GIVEN INSTRUCTION -> Edit the Form 8-K cover page between "Check the appropriate" and "(17 CFR 240.14a-12)", inclusive, changing "Rule" to "Regulation", and give that span back.

8-K 1 v172757_8k.htm

SECURITIES AND EXCHANGE COMMISSION

WASHINGTON, D.C. 20549

 

FORM 8-K

 

CURRENT REPORT

 

Pursuant to Section 13 or 15(d) of the Securities Exchange Act of 1934

 

Date of Report (Date of Earliest Event Reported): January 17, 2014

 

000-27763

(Commission file number)

 

SITESTAR CORPORATION

(Exact name of registrant as specified in its charter)

 

NEVADA 88-0397234
(State or other jurisdiction of (I.R.S. Employer Identification No.)
incorporation or organization)  

 

7109 Timberlake Road

Lynchburg, VA 24502

(Address of principal executive offices) (Zip Code)

 

(434) 239-4272

(Registrant's telephone number, including area code)

 

NOT APPLICABLE

(Former name or former address, if changed since last report)

 

Check the appropriate box below if the Form 8-K filing is intended to simultaneously satisfy the filing obligation of the registrant under any of the following provisions (see General Instruction A.2. below):

o Written communications pursuant to Rule 425 under the Securities Act (17 CFR 230.425)
o Soliciting material pursuant to Rule 14a-12 under the Exchange Act (17 CFR 240.14a-12)
o Pre-commencement communications pursuant to Rule 14d-2(b) under the Exchange Act (17 CFR 240.14d-2(b))

ITEMS ->

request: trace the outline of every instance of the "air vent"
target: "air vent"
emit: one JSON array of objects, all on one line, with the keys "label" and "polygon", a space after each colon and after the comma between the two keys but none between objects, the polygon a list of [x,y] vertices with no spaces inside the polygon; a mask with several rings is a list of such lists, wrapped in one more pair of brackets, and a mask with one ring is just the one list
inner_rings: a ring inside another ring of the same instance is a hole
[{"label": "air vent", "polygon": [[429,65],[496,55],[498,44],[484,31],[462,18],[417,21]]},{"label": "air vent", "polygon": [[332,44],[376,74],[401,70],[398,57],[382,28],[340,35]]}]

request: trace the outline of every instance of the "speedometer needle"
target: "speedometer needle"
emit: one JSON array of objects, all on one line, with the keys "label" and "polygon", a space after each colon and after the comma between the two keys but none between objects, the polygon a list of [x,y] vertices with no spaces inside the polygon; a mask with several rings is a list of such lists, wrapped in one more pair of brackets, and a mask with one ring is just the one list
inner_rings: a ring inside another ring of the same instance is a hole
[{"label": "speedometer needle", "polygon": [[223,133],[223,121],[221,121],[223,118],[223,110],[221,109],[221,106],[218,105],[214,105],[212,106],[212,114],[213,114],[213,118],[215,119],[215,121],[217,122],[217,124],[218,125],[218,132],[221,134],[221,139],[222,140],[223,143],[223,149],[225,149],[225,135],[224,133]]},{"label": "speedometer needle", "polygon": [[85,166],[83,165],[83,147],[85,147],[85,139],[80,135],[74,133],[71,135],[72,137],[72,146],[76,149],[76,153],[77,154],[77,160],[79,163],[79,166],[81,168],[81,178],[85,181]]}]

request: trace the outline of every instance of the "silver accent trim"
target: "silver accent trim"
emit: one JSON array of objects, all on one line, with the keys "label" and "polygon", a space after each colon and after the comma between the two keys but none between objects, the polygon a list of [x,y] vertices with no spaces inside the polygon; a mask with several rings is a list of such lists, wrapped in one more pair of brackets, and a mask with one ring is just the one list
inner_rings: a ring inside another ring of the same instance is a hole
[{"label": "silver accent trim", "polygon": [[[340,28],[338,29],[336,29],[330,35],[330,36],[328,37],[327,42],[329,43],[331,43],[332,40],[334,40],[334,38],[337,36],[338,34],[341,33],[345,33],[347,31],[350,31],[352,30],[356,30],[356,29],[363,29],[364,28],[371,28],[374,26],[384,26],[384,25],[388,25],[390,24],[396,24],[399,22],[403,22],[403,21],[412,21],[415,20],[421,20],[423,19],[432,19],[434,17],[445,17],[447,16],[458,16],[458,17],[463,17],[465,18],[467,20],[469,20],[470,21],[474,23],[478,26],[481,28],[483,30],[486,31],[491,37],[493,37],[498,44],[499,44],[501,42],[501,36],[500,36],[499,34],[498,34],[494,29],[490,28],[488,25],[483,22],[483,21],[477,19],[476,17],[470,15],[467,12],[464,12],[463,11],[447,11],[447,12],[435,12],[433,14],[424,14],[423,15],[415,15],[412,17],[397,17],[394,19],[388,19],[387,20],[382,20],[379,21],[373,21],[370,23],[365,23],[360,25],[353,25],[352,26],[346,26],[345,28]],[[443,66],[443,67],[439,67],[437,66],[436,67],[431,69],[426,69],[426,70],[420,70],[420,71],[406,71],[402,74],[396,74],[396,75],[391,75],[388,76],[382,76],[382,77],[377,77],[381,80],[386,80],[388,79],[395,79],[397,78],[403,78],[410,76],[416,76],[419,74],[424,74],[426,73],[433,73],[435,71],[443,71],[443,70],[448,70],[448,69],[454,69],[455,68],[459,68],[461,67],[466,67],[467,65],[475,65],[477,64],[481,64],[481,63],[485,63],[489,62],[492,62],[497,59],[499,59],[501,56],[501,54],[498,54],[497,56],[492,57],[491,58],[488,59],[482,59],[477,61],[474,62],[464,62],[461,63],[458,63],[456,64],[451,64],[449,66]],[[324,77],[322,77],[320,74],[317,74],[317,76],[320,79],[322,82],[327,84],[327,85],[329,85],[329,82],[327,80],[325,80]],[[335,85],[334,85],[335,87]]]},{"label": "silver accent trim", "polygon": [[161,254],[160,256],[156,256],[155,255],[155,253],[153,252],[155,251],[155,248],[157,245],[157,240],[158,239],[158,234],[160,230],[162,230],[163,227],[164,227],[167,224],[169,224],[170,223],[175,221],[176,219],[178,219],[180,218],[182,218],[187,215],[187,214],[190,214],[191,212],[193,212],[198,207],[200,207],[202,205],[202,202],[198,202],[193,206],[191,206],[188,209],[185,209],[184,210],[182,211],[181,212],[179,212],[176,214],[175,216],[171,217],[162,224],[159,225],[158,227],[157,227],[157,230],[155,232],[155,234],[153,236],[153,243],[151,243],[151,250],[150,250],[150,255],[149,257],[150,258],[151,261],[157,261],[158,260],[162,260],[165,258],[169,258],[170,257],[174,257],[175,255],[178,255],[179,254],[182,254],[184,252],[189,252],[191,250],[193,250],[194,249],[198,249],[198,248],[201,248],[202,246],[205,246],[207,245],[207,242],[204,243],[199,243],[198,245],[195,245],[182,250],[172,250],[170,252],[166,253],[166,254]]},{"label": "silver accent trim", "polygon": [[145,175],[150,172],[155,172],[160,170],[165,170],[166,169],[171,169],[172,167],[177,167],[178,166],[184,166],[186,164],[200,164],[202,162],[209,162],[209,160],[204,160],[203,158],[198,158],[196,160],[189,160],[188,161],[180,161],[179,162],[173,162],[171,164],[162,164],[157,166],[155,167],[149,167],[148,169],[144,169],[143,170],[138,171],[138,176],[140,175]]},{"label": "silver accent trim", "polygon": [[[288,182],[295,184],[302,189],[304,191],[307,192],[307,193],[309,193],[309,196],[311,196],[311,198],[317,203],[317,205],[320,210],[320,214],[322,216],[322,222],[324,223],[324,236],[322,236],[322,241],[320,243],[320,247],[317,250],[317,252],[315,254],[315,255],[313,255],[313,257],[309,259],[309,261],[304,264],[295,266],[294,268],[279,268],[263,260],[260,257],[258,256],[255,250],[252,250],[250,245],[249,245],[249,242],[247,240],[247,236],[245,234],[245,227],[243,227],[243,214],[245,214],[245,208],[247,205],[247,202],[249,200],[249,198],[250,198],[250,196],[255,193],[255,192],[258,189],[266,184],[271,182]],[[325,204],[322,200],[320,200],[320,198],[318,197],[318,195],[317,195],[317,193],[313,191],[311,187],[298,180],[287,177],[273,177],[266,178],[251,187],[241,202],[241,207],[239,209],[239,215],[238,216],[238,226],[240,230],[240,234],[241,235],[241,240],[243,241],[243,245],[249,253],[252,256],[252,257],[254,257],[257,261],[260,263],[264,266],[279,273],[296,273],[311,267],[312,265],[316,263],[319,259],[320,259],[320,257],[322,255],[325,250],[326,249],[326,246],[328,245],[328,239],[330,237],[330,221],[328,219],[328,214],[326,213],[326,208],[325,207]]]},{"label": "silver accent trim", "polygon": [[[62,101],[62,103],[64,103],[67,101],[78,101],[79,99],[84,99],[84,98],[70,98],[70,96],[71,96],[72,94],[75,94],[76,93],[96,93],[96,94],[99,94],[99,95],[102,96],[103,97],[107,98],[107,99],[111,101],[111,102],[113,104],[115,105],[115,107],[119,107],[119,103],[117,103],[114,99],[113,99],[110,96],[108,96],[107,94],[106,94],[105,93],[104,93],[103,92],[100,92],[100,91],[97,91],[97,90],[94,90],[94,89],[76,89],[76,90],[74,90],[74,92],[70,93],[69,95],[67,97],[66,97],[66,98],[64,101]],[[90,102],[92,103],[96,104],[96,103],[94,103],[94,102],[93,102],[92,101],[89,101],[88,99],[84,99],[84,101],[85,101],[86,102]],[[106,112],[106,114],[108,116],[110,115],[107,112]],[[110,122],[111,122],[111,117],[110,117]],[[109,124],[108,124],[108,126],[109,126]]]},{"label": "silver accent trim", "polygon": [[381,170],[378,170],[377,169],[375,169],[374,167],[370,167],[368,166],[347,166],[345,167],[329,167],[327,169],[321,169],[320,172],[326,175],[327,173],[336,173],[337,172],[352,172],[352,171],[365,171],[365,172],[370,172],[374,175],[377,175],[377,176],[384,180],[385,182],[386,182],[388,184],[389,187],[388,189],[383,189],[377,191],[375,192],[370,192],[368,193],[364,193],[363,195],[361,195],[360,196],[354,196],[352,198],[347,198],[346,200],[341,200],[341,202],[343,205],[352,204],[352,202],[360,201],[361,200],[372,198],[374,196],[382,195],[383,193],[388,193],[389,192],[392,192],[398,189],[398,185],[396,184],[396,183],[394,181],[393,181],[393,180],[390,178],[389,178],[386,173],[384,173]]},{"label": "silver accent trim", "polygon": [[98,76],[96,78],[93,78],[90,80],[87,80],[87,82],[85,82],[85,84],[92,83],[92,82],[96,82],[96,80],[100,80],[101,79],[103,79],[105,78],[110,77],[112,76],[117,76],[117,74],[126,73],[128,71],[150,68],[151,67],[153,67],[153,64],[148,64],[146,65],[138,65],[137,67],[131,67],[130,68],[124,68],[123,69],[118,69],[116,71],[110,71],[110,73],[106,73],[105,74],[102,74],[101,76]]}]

EXERCISE SOLUTION ->
Check the appropriate box below if the Form 8-K filing is intended to simultaneously satisfy the filing obligation of the registrant under any of the following provisions (see General Instruction A.2. below):

o Written communications pursuant to Regulation 425 under the Securities Act (17 CFR 230.425)
o Soliciting material pursuant to Regulation 14a-12 under the Exchange Act (17 CFR 240.14a-12)